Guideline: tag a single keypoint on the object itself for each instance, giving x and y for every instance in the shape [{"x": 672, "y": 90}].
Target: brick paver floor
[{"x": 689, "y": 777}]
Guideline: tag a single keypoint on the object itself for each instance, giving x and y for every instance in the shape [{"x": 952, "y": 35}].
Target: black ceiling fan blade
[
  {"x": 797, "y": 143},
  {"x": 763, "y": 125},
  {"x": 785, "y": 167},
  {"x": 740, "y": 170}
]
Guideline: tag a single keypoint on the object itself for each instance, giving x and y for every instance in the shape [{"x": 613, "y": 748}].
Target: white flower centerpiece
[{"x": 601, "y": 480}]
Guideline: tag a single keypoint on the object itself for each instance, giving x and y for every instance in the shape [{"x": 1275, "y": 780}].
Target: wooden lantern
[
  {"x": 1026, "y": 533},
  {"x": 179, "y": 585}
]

= = = = = = =

(STATED TASK):
Rewrite all the records above, changing "keypoint" to "point" and keeping everything else the same.

(FULL SOLUTION):
Guideline: tag a single point on the object itself for each instance, giving x and y for every instance in the shape [{"x": 672, "y": 90}].
Target: brick paver floor
[{"x": 689, "y": 777}]
Guideline: tag a single point on the object itself for each instance, giving x and y for every instance in the shape [{"x": 952, "y": 35}].
Target: black ceiling fan blade
[
  {"x": 797, "y": 143},
  {"x": 763, "y": 125},
  {"x": 785, "y": 167},
  {"x": 740, "y": 170}
]
Guideline: tag a single point on the object itself for each instance, giving x and y for every instance in the shape [{"x": 613, "y": 748}].
Target: white flower centerpiece
[{"x": 601, "y": 480}]
Guideline: tag a single point on the object itself for each instance, giving x and y for every instance in the shape [{"x": 1275, "y": 780}].
Target: wooden lantern
[
  {"x": 1026, "y": 533},
  {"x": 179, "y": 585}
]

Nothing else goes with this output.